### What is required
Could you print all the entries exactly?
# Entries provided start
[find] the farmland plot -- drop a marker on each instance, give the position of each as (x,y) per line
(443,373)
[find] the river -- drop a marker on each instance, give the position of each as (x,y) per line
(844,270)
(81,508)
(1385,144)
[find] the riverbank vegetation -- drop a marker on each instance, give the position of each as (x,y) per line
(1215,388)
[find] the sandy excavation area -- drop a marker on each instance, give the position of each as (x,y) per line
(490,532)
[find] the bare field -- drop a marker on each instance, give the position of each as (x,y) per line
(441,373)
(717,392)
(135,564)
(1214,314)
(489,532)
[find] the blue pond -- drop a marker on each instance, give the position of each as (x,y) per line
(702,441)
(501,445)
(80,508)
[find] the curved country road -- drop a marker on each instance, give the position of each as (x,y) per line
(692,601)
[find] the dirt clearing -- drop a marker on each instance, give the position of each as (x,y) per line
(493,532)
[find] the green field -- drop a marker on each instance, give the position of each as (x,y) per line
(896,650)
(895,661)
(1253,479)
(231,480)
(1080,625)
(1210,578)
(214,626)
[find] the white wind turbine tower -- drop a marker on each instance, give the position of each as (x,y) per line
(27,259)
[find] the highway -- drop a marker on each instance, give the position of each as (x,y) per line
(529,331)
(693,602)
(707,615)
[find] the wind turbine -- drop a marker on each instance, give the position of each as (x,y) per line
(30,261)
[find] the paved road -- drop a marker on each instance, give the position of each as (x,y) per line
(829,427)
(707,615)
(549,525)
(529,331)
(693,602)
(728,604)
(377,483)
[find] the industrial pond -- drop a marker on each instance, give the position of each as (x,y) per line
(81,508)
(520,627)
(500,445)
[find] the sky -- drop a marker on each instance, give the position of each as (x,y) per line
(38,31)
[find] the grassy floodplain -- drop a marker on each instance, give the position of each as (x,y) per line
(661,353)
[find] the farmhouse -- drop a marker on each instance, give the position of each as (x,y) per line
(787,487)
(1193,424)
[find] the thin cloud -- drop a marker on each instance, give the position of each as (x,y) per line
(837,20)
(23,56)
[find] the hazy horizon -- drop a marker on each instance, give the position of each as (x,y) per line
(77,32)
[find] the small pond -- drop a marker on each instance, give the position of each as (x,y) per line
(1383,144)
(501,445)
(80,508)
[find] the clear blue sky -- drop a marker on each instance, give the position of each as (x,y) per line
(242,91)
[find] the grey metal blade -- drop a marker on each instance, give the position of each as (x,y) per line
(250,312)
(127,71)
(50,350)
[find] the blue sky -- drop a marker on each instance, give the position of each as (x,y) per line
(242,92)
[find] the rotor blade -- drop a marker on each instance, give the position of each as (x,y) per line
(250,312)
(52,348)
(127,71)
# Entries provided end
### Right answer
[find] the farmland plot -- drop a marker on each instance, give the position of each as (x,y) per line
(443,373)
[find] the river -- drop a marker on each instance, give the position of each as (x,y) per line
(844,270)
(81,508)
(1385,144)
[find] the riverbank vegetation -- drop a marker on each instance, give the position of each as (x,y) per line
(1215,388)
[find] the sandy excavation area -- drop a marker on each instance, give the position of each as (x,y) per line
(490,532)
[find] the bare field -- drop a marker on each instance, give the position of each as (x,y) per line
(441,373)
(717,392)
(135,564)
(1214,314)
(489,532)
[find] the blue pond -- drop a marker on each instance, give the position of each as (x,y) per line
(702,441)
(501,445)
(80,508)
[find] the curved country road -- drop a marker on each instance, give the position of each as (x,y) per line
(692,601)
[find] the dirt clearing -- drop a marker on each instance, give the position of each as (x,y) per line
(493,532)
[find] the green field -- drop a marker on each instance, give the position of each as (x,y) per line
(896,650)
(895,661)
(1253,479)
(231,480)
(1080,625)
(1210,578)
(214,626)
[find] the white wind turbine tower -- drop a marker on each instance, give the position of each as (x,y) per line
(27,259)
[find] the highway -- drop a marker on each instance, give the position of each as (x,y) per line
(529,331)
(693,602)
(707,615)
[find] the wind turbine -- drop a marker on each instance, give the position of each as (x,y) per line
(30,261)
[find] the paved road -- drop a marker on each instance, give the position of each as (x,y) per line
(829,427)
(707,615)
(549,525)
(529,331)
(693,602)
(728,604)
(377,483)
[find] the industrial pond -- drop a marker on each instance, give the position of each as (x,y) per line
(81,508)
(520,627)
(500,445)
[find] the sky -- drop a marker on each instance, give the position of each as (x,y) per line
(38,31)
[find] the grassy floodplain -- drop a marker on each instance, give the position of each as (x,y) per line
(661,353)
[find] the farmhouse -- drop a marker on each instance, give the position of each as (x,y) per line
(787,487)
(1193,424)
[find] the thin cloud -- drop a marker on each instance, give the position of each as (x,y) per line
(837,20)
(23,56)
[find] the hazy horizon -- drop a marker on each instance, give the position of each as (x,y) per line
(77,32)
[find] the small pond -- drop a marker on each instance, give the position of each as (x,y) per line
(1383,144)
(501,445)
(80,508)
[find] the clear blue sky -- drop a marker on each instance, give the position of each as (x,y) per line
(242,91)
[find] the grey metal blade -- drop a marker on each instance, give the position of each as (x,y) per line
(250,312)
(127,71)
(50,350)
[find] the blue sky -- drop a marker on each instance, give the position of each as (x,y) per line
(242,92)
[find] the rotor blade -- drop a marker on each instance, give the position of each as (x,y) per line
(250,312)
(52,348)
(127,71)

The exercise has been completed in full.